▸ **Seçilen metin**:
++++++

Kadir Canatan Yazdı: Ümmet Fikrinin Önündeki Engeller (III)

25.09.2024

Geçen haftaki yazımızda ümmet fikrinin önündeki içsel engellerin başında gelen dini etkenleri yazmıştık. Bu hafta etnik ve kültürel engeller üzerinde durmak istiyoruz. Ortadoğu ve Müslüman coğrafya, geçmişten bu yana hep çok farklı ve zengin bir etno-kültürel yapıya sahip olmuştur. Farklılıkların doğal ve hatta hukuksal olarak tanındığı geleneksel dönemde bunlar pek de sorun olmadı. Fakat ne zaman ki, Müslümanların son olarak yaşadığı imparatorluk olan Osmanlı devletinde Batılılaşma ve milliyetçilik hareketlerinin sesi duyulmaya başlamış, işte o zaman etnik ve kültürel farklılıklar farklı bir ışık altında görülmeye başlamıştır.

Etnik ve kültürel faktörlerin nasıl ümmet için bir engel olduğunu anlamak için biraz tarihsel biraz da kavramsal bir analize ihtiyaç duyulmaktadır. Osmanlı coğrafyasında Batılı dillerde geçen “nation” ve “nationalism” sözcükleri duyulduğunda Müslüman aydınlar bu kavramların tam olarak ne ifade ettiğini ve bunun sonuçlarını pek kestiremediler. Sözgelimi İkinci Meşrutiyet’te İslamcılar “milleti” (nation) “kavim”, “milliyetçiliği” (nationalism) ise “kavmiyetçilik” olarak anladılar. Batı dünyası içinde yeni olan bu kavramları tam olarak karşılamak üzere dillerinde ve sözlüklerinde kavramlar yoktu.

++++++

▸ **Verilen satırlar**:

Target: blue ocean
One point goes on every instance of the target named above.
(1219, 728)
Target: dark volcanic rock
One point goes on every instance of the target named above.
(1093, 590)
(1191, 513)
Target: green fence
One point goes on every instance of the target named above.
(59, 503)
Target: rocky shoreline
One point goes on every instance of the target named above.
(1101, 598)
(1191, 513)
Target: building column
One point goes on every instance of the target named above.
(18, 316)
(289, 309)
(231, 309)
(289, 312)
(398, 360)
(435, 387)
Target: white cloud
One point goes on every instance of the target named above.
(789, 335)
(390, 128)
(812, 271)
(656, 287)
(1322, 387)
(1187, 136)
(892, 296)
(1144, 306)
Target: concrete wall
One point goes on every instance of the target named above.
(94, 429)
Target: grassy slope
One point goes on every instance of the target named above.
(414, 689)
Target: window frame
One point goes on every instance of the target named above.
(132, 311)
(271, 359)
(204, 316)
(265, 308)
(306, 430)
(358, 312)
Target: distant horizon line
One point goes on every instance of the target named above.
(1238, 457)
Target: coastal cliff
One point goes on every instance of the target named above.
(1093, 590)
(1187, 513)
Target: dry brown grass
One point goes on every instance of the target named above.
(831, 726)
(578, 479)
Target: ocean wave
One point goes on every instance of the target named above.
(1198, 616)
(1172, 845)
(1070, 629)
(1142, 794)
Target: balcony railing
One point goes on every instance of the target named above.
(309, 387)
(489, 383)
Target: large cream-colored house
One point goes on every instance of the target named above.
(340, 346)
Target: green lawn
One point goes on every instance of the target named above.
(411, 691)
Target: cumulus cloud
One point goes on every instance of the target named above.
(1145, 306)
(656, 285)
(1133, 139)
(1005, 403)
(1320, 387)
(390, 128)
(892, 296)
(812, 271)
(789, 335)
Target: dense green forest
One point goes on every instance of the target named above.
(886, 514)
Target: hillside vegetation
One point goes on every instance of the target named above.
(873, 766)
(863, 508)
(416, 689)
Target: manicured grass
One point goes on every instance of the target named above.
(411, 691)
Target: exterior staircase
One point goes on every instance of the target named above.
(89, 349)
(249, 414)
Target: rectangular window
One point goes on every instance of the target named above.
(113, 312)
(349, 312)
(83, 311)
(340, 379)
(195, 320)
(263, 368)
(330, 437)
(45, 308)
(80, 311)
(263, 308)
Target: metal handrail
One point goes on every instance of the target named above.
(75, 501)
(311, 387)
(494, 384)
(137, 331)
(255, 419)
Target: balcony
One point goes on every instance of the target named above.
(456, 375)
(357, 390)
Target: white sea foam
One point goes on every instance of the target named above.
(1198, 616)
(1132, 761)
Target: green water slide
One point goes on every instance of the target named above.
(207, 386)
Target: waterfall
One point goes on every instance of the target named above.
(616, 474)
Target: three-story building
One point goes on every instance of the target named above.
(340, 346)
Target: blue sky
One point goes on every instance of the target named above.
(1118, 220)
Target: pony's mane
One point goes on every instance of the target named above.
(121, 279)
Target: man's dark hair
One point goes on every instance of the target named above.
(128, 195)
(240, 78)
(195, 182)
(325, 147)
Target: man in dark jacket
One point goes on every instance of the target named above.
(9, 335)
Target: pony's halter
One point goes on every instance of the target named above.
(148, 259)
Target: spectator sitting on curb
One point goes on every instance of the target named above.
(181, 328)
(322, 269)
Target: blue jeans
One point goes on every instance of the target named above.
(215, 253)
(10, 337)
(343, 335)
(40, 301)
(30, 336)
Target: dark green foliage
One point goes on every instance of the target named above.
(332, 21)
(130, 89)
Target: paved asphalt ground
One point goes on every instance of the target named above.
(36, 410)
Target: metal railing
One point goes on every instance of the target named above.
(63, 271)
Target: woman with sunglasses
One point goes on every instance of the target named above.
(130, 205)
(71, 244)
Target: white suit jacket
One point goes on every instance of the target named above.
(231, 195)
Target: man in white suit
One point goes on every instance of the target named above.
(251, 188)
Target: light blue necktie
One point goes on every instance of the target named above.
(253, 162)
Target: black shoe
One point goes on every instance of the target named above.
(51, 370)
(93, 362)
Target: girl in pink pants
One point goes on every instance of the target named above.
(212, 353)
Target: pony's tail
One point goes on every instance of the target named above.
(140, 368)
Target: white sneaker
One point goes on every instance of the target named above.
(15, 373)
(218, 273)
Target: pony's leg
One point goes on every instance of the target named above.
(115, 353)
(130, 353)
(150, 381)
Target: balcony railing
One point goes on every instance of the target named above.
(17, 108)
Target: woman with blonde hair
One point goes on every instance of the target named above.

++++++

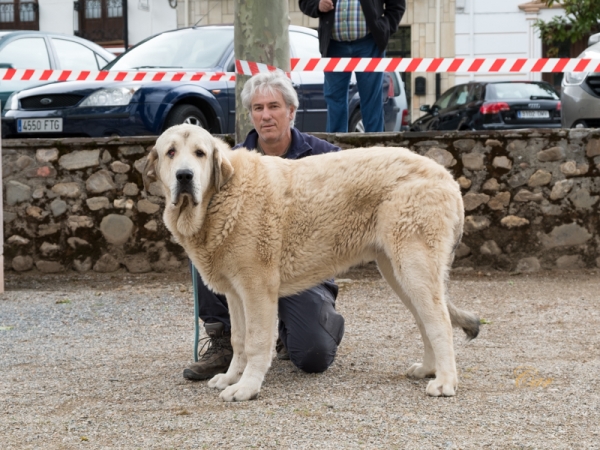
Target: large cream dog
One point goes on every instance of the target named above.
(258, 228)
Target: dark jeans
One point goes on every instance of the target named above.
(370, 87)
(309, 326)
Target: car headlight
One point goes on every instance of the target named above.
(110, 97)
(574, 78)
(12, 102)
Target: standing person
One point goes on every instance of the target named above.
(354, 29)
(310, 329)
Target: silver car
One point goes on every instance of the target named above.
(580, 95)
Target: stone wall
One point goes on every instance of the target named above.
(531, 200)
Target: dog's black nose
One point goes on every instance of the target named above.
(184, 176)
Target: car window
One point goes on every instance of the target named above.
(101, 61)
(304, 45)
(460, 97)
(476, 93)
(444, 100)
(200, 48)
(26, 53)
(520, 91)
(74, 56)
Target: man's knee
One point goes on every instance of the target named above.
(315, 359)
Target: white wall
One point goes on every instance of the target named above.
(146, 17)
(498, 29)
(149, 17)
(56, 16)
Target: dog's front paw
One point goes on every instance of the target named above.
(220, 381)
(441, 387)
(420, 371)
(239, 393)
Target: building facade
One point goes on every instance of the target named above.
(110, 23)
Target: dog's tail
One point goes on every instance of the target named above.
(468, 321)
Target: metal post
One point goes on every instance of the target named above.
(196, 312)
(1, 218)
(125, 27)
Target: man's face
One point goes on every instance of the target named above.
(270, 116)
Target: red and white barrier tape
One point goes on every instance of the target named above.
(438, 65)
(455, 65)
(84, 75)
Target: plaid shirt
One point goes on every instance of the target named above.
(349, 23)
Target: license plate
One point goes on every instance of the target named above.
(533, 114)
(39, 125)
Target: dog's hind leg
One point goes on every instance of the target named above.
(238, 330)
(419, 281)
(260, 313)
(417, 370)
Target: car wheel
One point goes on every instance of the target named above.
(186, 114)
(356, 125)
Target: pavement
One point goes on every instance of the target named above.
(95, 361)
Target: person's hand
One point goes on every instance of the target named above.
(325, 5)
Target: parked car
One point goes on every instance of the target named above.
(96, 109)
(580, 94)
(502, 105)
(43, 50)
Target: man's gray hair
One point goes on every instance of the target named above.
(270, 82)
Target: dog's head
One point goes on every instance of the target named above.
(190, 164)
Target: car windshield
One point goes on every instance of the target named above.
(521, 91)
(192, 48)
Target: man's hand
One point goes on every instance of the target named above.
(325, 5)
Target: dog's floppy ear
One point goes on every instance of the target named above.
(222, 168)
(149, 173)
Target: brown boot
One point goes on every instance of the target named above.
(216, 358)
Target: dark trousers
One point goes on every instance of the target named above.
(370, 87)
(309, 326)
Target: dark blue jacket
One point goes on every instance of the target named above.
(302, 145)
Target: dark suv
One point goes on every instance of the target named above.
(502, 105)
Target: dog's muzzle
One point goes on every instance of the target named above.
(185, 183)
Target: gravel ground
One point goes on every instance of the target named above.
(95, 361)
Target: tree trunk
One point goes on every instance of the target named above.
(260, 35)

++++++

▸ **Görev**:
Seçilen metne göre geleneksel dönemde etnik ve kültürel farklılıklar neden pek sorun olmamıştı? Lütfen bir ila üç cümleyle açıklayın.

▸ **Yanıt**:
Geleneksel dönemde etnik ve kültürel farklılıklar doğal, hatta hukuksal olarak tanınıyordu. Bu yüzden pek sorun olmadılar.